» **Aim of the exercise**: Revise the data from the line containing "Each instance receives one point. Mark the short" through the end of the data, substituting "silver" for "grey" and leaving everything else unchanged.

(Pointing dataset records)
------

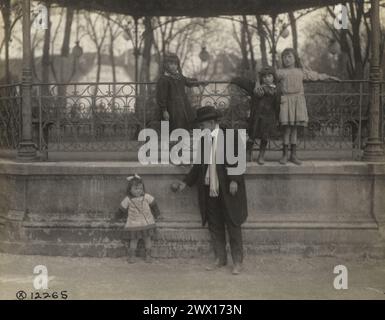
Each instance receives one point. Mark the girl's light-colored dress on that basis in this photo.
(293, 111)
(140, 221)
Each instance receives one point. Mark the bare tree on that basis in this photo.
(11, 13)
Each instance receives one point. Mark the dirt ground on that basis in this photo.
(263, 277)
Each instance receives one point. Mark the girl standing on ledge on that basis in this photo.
(293, 111)
(141, 211)
(171, 96)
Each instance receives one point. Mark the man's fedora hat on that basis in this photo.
(207, 113)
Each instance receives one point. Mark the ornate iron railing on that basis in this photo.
(109, 116)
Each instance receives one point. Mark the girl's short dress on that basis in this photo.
(140, 221)
(293, 111)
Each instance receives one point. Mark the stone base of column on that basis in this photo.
(374, 152)
(26, 151)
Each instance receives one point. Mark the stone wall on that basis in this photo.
(68, 208)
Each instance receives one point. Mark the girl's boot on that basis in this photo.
(148, 255)
(261, 156)
(284, 154)
(293, 156)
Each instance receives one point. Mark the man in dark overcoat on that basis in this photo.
(222, 196)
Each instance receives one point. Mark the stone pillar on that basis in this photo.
(373, 150)
(27, 149)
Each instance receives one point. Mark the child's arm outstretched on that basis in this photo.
(244, 84)
(193, 82)
(311, 75)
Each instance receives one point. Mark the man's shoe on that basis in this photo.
(237, 269)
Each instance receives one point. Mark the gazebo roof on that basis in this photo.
(193, 7)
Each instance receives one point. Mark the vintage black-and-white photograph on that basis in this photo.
(192, 150)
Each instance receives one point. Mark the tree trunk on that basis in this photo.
(251, 48)
(65, 49)
(243, 45)
(147, 46)
(45, 60)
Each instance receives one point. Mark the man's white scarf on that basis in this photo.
(211, 178)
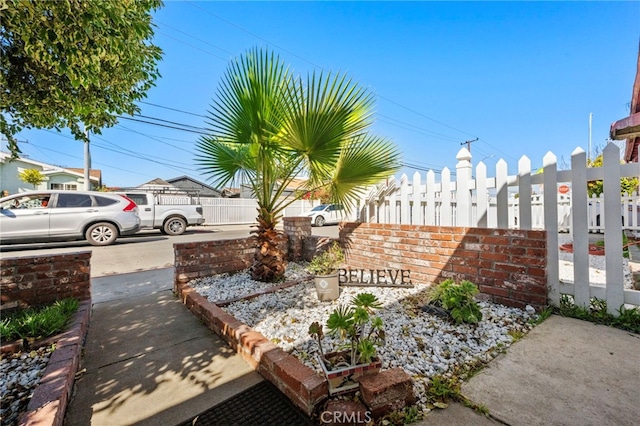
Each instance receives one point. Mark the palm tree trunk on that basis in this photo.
(269, 262)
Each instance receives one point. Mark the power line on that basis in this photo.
(173, 109)
(164, 125)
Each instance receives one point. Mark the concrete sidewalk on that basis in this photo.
(564, 372)
(148, 361)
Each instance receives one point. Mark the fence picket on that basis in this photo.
(502, 196)
(580, 228)
(612, 239)
(524, 192)
(550, 181)
(487, 202)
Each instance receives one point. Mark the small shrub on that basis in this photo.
(628, 318)
(35, 323)
(328, 261)
(458, 299)
(357, 326)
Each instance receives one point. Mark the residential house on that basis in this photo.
(191, 184)
(629, 128)
(56, 177)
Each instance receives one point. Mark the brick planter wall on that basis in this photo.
(41, 280)
(33, 281)
(507, 265)
(303, 386)
(208, 258)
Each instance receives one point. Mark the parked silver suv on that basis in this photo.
(41, 216)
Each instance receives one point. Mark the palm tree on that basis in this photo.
(269, 127)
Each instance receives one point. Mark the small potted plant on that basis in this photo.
(360, 332)
(324, 267)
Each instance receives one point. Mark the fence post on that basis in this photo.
(580, 229)
(463, 193)
(416, 209)
(524, 191)
(482, 196)
(431, 199)
(502, 196)
(445, 199)
(404, 200)
(550, 199)
(613, 226)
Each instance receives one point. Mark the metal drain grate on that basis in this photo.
(261, 404)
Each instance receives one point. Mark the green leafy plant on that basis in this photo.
(458, 299)
(328, 261)
(628, 318)
(34, 323)
(357, 325)
(31, 176)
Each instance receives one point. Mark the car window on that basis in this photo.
(73, 200)
(104, 201)
(32, 201)
(139, 199)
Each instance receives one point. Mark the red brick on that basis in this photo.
(341, 412)
(387, 391)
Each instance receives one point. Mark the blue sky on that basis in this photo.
(523, 77)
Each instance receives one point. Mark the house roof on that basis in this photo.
(92, 172)
(48, 169)
(157, 182)
(629, 128)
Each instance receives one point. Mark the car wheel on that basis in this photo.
(101, 234)
(175, 226)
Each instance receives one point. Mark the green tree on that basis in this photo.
(65, 63)
(269, 127)
(628, 185)
(32, 176)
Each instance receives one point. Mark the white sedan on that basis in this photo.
(326, 214)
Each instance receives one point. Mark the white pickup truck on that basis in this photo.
(170, 213)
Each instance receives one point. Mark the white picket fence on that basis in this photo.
(521, 201)
(228, 211)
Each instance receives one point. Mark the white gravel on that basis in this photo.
(424, 345)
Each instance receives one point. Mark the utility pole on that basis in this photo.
(589, 152)
(87, 161)
(468, 143)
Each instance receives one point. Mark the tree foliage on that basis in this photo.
(628, 185)
(65, 63)
(269, 127)
(32, 176)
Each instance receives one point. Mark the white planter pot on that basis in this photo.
(327, 287)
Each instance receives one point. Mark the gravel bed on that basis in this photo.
(424, 345)
(19, 376)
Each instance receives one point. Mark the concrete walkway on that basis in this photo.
(148, 361)
(564, 372)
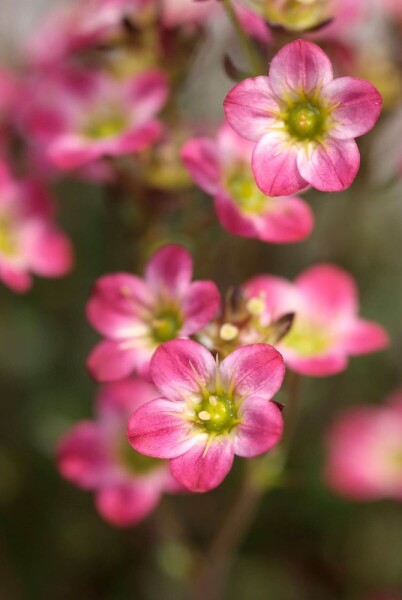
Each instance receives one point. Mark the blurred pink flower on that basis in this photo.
(209, 412)
(79, 117)
(365, 451)
(221, 167)
(95, 456)
(327, 328)
(76, 26)
(137, 315)
(30, 242)
(303, 121)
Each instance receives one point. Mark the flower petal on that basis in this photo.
(199, 305)
(331, 166)
(160, 429)
(300, 66)
(274, 165)
(260, 429)
(201, 159)
(179, 366)
(280, 296)
(257, 370)
(127, 503)
(169, 270)
(250, 108)
(358, 106)
(202, 469)
(118, 304)
(328, 292)
(82, 456)
(365, 337)
(108, 361)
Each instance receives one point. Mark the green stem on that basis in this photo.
(249, 50)
(222, 552)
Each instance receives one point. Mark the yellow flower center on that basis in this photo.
(246, 194)
(307, 339)
(305, 121)
(217, 414)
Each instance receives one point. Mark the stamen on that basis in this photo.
(204, 415)
(228, 332)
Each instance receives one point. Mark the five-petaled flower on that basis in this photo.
(81, 116)
(137, 315)
(326, 329)
(303, 121)
(30, 241)
(365, 451)
(209, 412)
(95, 456)
(222, 168)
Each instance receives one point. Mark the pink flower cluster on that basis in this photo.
(365, 451)
(95, 456)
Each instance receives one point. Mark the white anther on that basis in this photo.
(213, 400)
(228, 332)
(256, 306)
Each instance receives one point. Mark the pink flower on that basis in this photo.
(80, 117)
(303, 121)
(327, 328)
(77, 26)
(29, 240)
(365, 452)
(221, 168)
(95, 456)
(136, 315)
(209, 412)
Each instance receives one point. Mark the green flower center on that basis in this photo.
(297, 15)
(217, 414)
(166, 326)
(307, 339)
(137, 463)
(106, 125)
(305, 121)
(246, 194)
(8, 244)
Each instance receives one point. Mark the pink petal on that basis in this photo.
(71, 151)
(201, 159)
(199, 305)
(274, 165)
(127, 503)
(328, 292)
(108, 361)
(359, 106)
(257, 370)
(280, 296)
(16, 279)
(201, 469)
(134, 140)
(365, 337)
(331, 166)
(160, 429)
(118, 400)
(148, 93)
(169, 270)
(82, 456)
(50, 254)
(260, 429)
(250, 108)
(285, 220)
(299, 67)
(177, 368)
(323, 365)
(118, 304)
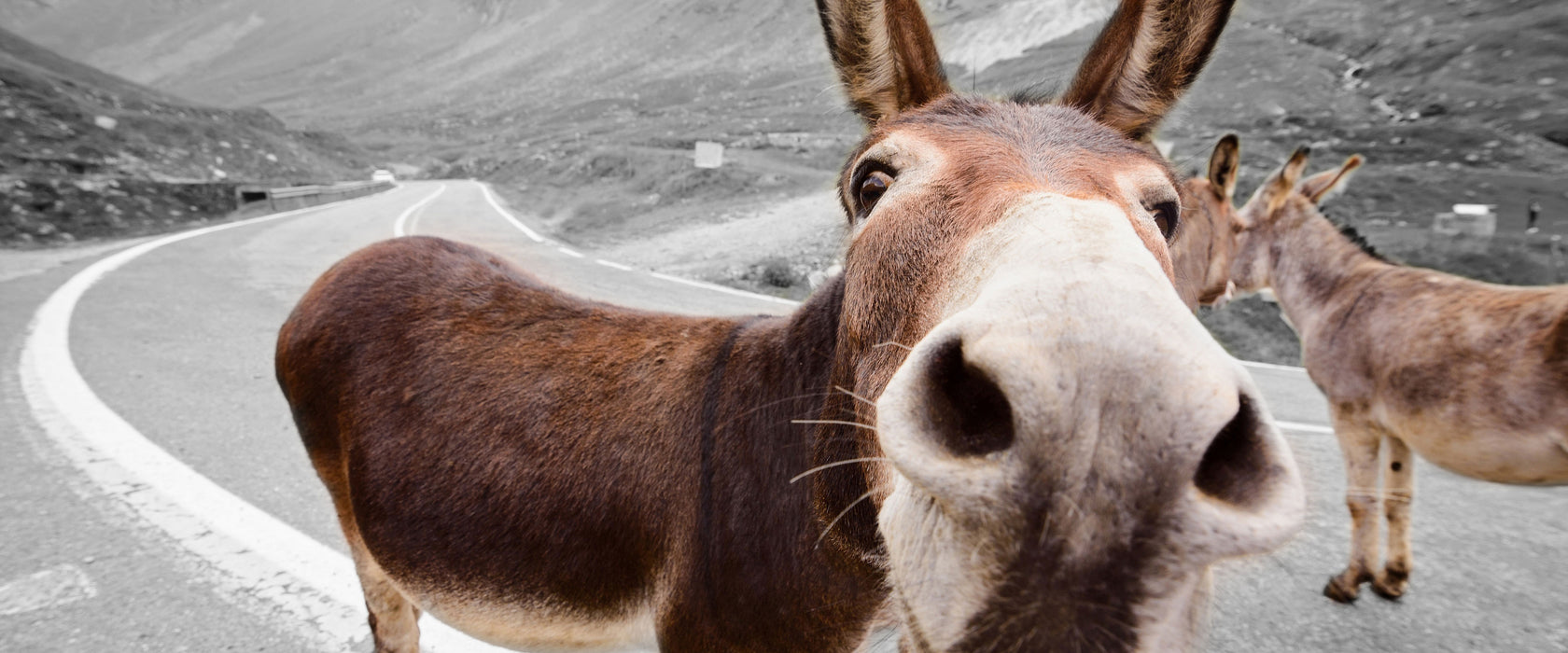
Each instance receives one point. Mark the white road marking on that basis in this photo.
(668, 277)
(510, 218)
(401, 228)
(311, 586)
(1252, 364)
(720, 288)
(1305, 428)
(50, 588)
(255, 553)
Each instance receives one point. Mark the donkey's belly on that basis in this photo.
(1490, 454)
(543, 627)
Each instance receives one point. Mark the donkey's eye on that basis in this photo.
(869, 189)
(1166, 216)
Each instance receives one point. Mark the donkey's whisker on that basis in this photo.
(850, 394)
(834, 464)
(841, 516)
(834, 422)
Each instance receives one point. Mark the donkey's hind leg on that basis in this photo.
(1358, 447)
(394, 618)
(1399, 491)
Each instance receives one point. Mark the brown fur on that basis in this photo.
(1462, 371)
(544, 470)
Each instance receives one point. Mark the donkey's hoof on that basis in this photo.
(1392, 584)
(1341, 590)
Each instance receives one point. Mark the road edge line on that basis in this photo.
(249, 550)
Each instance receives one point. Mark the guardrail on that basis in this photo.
(283, 200)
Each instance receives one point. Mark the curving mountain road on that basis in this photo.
(220, 537)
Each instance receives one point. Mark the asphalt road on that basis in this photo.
(177, 343)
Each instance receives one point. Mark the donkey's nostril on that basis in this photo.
(970, 412)
(1238, 468)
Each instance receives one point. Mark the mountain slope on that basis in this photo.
(90, 154)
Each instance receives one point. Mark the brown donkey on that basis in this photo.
(1473, 376)
(1007, 429)
(1205, 243)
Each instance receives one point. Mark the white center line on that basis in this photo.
(510, 218)
(720, 288)
(1305, 428)
(251, 551)
(401, 219)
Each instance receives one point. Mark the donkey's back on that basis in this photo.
(455, 409)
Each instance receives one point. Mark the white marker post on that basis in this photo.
(709, 154)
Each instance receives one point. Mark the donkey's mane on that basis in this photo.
(1346, 229)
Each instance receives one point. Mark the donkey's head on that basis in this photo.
(1206, 242)
(1060, 450)
(1281, 204)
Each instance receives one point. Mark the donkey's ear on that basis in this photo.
(1222, 165)
(1143, 60)
(1281, 182)
(885, 55)
(1328, 184)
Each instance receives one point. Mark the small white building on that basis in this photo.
(1471, 219)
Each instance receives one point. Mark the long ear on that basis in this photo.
(885, 55)
(1222, 165)
(1328, 184)
(1277, 188)
(1143, 60)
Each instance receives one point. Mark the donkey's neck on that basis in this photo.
(1318, 270)
(758, 530)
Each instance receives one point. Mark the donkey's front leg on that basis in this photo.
(1399, 491)
(1360, 447)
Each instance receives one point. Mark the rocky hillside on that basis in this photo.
(91, 154)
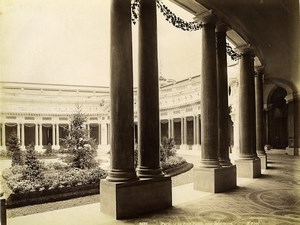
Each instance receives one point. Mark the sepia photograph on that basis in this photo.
(149, 112)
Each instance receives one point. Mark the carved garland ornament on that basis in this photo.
(177, 22)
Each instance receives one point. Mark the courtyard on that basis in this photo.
(271, 199)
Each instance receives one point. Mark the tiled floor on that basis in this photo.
(274, 198)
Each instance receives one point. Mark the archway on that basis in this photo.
(278, 132)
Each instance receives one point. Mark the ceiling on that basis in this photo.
(271, 27)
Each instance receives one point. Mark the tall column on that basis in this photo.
(148, 93)
(18, 132)
(155, 192)
(210, 175)
(198, 129)
(3, 135)
(22, 136)
(41, 135)
(36, 136)
(248, 165)
(182, 130)
(121, 94)
(99, 134)
(259, 117)
(57, 135)
(169, 128)
(222, 90)
(209, 113)
(195, 130)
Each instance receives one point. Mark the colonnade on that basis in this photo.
(187, 134)
(42, 134)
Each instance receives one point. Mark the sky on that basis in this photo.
(68, 42)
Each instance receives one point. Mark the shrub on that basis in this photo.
(172, 161)
(167, 149)
(33, 167)
(52, 178)
(49, 150)
(82, 149)
(13, 147)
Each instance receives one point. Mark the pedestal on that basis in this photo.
(248, 168)
(212, 179)
(263, 161)
(130, 199)
(292, 151)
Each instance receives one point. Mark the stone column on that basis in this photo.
(36, 136)
(209, 130)
(259, 117)
(53, 135)
(182, 123)
(169, 128)
(248, 165)
(195, 130)
(121, 94)
(18, 132)
(99, 134)
(222, 90)
(210, 175)
(148, 93)
(22, 136)
(117, 192)
(3, 135)
(57, 135)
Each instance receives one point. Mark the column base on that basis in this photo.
(196, 147)
(212, 179)
(263, 161)
(248, 168)
(292, 151)
(183, 147)
(126, 200)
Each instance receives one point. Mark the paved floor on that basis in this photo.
(274, 198)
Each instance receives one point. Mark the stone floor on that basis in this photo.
(274, 198)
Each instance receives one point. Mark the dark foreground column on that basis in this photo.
(248, 165)
(148, 93)
(259, 117)
(222, 89)
(122, 194)
(209, 176)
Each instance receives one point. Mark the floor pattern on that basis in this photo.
(274, 198)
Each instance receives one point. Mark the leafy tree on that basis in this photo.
(167, 148)
(81, 148)
(13, 147)
(33, 167)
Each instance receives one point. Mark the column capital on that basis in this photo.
(245, 49)
(206, 17)
(221, 26)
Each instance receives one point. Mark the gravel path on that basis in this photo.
(181, 179)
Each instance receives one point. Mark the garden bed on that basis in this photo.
(182, 168)
(45, 196)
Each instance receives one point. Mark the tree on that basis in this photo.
(33, 167)
(13, 146)
(167, 148)
(81, 148)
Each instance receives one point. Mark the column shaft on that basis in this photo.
(36, 135)
(209, 114)
(259, 113)
(22, 136)
(195, 130)
(246, 106)
(3, 135)
(41, 135)
(148, 93)
(222, 90)
(121, 93)
(182, 130)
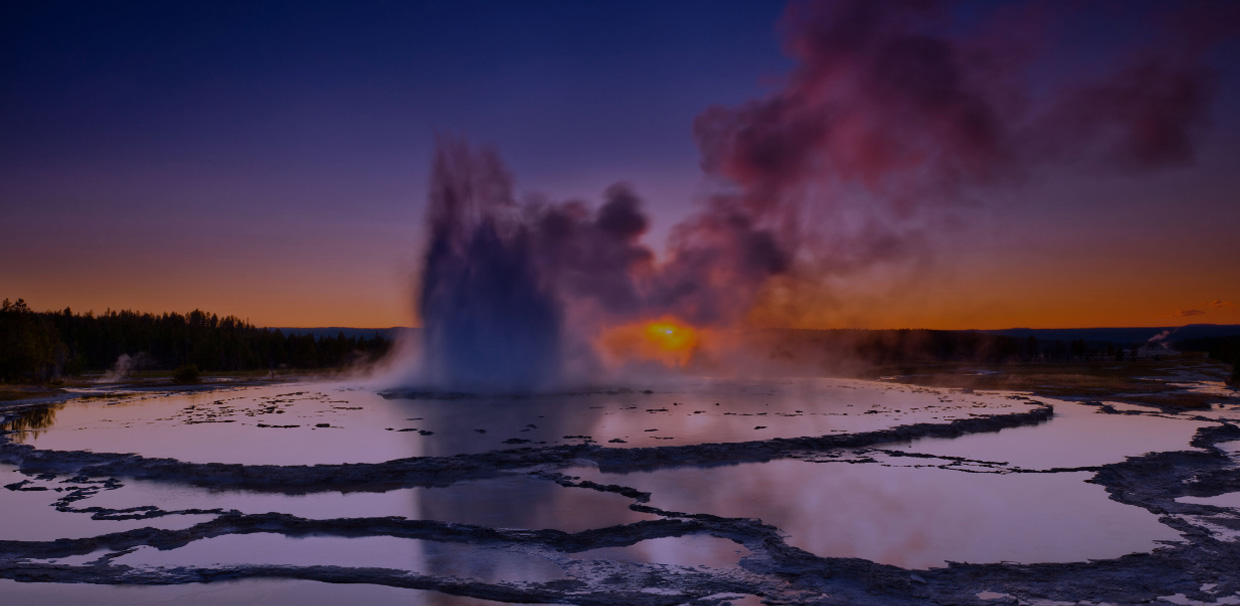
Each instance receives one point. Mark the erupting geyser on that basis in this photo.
(888, 118)
(491, 322)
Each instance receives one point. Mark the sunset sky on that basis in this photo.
(269, 160)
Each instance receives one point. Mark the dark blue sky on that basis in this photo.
(268, 159)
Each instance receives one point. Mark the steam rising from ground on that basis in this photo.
(894, 112)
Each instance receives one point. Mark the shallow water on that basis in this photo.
(910, 517)
(32, 516)
(1079, 435)
(693, 550)
(505, 502)
(960, 500)
(423, 557)
(280, 424)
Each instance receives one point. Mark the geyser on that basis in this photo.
(892, 117)
(490, 320)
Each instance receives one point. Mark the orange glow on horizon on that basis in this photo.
(665, 340)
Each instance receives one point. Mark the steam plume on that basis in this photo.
(892, 113)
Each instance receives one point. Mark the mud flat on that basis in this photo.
(759, 492)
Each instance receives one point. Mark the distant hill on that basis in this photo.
(1126, 336)
(1122, 336)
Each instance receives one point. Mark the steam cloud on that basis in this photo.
(892, 112)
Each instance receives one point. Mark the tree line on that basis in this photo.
(1222, 348)
(40, 346)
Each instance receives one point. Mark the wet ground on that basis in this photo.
(789, 491)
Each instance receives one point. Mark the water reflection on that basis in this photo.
(502, 502)
(31, 421)
(417, 555)
(910, 517)
(326, 423)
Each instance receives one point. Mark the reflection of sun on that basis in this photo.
(665, 340)
(671, 337)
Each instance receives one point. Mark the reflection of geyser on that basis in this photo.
(490, 321)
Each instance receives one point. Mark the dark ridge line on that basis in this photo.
(697, 591)
(445, 532)
(442, 471)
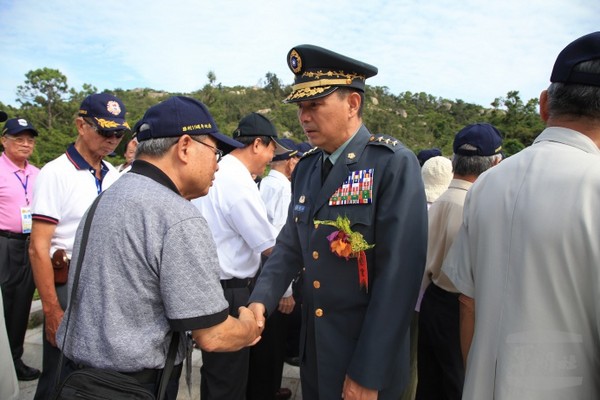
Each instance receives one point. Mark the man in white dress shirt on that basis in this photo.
(528, 251)
(238, 220)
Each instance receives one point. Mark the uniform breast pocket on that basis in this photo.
(360, 216)
(301, 214)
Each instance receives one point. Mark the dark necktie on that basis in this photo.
(327, 165)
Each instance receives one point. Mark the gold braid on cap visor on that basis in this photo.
(318, 86)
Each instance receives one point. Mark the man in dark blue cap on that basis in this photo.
(528, 250)
(357, 224)
(162, 262)
(267, 357)
(17, 179)
(441, 372)
(243, 233)
(65, 188)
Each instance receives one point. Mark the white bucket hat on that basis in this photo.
(436, 174)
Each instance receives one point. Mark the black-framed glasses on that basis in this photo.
(21, 140)
(107, 134)
(218, 153)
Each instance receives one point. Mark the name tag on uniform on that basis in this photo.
(25, 219)
(356, 189)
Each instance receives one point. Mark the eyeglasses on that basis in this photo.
(107, 134)
(21, 140)
(218, 153)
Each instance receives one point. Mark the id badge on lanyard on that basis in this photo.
(26, 219)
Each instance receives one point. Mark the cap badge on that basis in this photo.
(295, 62)
(113, 107)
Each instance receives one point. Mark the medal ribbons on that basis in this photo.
(356, 189)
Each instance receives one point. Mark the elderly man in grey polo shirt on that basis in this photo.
(158, 274)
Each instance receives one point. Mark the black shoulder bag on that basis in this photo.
(96, 383)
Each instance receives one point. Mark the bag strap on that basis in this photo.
(170, 362)
(82, 246)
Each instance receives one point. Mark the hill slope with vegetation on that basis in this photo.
(419, 120)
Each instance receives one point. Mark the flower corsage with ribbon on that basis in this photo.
(348, 244)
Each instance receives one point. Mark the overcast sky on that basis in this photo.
(471, 50)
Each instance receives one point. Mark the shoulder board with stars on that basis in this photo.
(385, 140)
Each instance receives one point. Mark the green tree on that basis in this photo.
(46, 88)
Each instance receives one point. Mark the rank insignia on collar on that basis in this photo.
(356, 189)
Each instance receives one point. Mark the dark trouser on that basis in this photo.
(51, 355)
(411, 388)
(309, 377)
(266, 359)
(16, 279)
(295, 319)
(224, 375)
(440, 364)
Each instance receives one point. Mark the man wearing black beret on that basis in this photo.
(357, 225)
(528, 251)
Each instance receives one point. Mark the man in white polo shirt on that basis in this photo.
(64, 190)
(238, 220)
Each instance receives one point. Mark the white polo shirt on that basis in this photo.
(63, 191)
(528, 252)
(276, 192)
(237, 218)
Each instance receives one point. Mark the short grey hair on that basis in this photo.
(473, 165)
(575, 100)
(158, 147)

------

» **Written solution**:
Each instance receives one point. Mark the short silver hair on that basis in this photo.
(473, 165)
(575, 100)
(158, 147)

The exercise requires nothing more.